Start of Supplied information

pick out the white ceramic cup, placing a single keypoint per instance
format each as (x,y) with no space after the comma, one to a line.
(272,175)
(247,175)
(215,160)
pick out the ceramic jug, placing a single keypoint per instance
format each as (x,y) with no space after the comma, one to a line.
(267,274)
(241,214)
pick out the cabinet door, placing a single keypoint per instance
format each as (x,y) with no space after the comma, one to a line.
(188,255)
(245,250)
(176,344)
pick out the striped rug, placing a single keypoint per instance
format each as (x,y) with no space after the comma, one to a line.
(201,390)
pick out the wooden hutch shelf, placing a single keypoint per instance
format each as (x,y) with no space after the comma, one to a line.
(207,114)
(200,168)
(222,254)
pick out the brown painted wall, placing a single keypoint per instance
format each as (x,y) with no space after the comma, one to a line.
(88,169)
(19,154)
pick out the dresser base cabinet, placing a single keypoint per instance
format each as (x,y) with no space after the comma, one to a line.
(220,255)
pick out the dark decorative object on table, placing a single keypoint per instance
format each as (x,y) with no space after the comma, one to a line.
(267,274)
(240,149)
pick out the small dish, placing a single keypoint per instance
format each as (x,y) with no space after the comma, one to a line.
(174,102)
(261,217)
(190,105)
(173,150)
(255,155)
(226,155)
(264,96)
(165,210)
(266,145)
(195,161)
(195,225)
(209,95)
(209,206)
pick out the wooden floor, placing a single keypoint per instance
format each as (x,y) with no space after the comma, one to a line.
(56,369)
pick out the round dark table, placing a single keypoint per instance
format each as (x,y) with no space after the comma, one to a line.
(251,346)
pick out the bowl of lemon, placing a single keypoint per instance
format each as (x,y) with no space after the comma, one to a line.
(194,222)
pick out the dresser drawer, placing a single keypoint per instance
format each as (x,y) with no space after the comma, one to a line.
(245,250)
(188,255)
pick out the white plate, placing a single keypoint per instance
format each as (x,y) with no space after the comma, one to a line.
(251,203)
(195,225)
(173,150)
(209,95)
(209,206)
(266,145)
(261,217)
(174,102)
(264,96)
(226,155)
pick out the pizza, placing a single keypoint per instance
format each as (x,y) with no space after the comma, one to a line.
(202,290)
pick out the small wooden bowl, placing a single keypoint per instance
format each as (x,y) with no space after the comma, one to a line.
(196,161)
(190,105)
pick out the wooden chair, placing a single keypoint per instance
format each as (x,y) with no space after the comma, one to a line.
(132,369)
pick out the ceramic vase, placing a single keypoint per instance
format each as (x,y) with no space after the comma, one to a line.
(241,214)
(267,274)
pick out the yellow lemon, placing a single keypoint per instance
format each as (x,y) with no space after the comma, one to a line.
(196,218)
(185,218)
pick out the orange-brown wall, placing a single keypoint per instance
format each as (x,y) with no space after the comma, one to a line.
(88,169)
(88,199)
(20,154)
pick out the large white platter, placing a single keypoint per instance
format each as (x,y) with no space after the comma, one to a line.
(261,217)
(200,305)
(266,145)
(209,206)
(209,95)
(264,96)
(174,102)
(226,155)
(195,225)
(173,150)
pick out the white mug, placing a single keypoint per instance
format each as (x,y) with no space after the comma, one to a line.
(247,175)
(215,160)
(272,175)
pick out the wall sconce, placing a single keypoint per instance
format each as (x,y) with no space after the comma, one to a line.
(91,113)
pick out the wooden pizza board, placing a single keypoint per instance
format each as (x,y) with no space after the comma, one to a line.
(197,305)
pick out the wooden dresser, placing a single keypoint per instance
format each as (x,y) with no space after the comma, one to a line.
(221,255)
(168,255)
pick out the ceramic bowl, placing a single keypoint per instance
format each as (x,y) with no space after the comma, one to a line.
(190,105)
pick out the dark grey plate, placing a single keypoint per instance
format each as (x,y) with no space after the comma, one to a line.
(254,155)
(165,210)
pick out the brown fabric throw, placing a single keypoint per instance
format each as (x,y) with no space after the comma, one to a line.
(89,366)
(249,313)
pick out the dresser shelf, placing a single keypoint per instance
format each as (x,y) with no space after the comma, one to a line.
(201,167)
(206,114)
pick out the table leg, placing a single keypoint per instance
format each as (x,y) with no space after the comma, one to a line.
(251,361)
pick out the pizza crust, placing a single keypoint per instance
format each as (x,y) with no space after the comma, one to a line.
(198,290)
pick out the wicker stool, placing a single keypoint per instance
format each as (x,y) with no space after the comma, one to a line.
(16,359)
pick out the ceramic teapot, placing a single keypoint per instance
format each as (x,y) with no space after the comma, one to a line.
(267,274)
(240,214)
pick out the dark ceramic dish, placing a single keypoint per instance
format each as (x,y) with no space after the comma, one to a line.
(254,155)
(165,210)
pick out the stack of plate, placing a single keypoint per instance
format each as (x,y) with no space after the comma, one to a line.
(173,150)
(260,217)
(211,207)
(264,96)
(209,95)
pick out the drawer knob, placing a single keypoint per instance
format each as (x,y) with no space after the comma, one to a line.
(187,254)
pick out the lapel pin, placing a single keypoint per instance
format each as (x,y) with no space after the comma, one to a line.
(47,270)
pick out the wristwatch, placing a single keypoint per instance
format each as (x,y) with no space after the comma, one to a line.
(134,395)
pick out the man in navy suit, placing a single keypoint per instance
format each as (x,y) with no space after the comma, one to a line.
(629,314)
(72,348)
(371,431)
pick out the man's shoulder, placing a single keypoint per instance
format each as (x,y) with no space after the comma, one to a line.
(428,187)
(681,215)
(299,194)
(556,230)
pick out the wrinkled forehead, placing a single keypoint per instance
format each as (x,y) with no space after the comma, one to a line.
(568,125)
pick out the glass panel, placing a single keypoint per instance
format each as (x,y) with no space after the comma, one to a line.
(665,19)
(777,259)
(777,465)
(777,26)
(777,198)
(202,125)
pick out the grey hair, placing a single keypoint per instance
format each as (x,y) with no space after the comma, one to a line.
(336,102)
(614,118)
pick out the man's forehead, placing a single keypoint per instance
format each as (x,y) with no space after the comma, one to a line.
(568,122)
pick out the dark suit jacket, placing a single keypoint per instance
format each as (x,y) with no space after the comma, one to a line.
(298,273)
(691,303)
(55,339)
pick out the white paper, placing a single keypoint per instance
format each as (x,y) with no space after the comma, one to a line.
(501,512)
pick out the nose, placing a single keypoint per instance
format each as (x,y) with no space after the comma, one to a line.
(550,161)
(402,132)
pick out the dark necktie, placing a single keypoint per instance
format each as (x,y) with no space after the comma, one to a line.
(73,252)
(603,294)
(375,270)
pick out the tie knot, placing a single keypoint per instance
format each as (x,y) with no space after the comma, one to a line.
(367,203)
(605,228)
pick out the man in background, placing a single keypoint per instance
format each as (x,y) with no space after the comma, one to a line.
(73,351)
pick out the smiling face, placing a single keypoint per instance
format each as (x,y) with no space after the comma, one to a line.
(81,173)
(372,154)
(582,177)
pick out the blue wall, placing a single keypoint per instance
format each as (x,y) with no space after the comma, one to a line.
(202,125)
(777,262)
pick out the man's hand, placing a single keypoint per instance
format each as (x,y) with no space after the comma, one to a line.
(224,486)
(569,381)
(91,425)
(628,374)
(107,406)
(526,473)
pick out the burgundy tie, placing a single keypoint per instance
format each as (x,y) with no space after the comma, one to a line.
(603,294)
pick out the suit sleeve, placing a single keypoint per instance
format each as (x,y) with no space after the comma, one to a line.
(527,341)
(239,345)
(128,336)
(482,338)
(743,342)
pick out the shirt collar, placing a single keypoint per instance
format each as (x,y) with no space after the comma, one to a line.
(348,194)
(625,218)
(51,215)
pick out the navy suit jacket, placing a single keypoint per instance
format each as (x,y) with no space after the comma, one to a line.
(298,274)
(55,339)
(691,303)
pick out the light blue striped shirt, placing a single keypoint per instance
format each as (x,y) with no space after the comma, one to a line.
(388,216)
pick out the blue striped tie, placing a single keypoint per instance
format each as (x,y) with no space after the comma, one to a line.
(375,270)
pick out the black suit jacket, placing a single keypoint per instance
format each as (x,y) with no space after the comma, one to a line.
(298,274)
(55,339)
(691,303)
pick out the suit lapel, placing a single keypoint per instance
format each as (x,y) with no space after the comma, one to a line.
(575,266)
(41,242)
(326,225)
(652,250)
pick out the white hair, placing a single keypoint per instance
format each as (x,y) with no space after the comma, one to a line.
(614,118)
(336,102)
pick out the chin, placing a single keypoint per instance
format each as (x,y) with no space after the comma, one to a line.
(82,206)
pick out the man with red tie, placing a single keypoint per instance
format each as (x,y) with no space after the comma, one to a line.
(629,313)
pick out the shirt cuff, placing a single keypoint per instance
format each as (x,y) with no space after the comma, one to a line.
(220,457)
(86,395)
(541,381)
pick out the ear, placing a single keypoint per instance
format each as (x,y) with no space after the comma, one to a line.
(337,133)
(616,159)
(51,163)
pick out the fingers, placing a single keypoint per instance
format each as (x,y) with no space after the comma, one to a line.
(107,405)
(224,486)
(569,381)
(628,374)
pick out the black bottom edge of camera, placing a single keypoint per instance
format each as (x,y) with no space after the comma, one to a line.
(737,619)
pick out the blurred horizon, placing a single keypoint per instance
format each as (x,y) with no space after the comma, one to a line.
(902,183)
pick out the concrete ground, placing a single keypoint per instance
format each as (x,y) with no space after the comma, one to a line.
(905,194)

End of Supplied information

## [The problem]
Quote exactly what appears from the line containing "pick out the fingers, placing" through the final line of the listing above, including both of those lines.

## [Finished task]
pick out the fingers, placing a single keypoint per instance
format each as (x,y) with no space after the comma, one to a line.
(107,405)
(224,486)
(569,381)
(628,374)
pick out the black bottom edge of camera, placing a single keypoint per instance
format each as (x,y) with no space after the comma, one to a line.
(737,619)
pick out the blurred horizon, placing a single keypoint per instance
format each as (x,y) with no space after the comma, one to a line.
(902,183)
pick out the concrete ground, placing a single keypoint per instance
format each as (x,y) with no space after the comma, one to a line.
(905,194)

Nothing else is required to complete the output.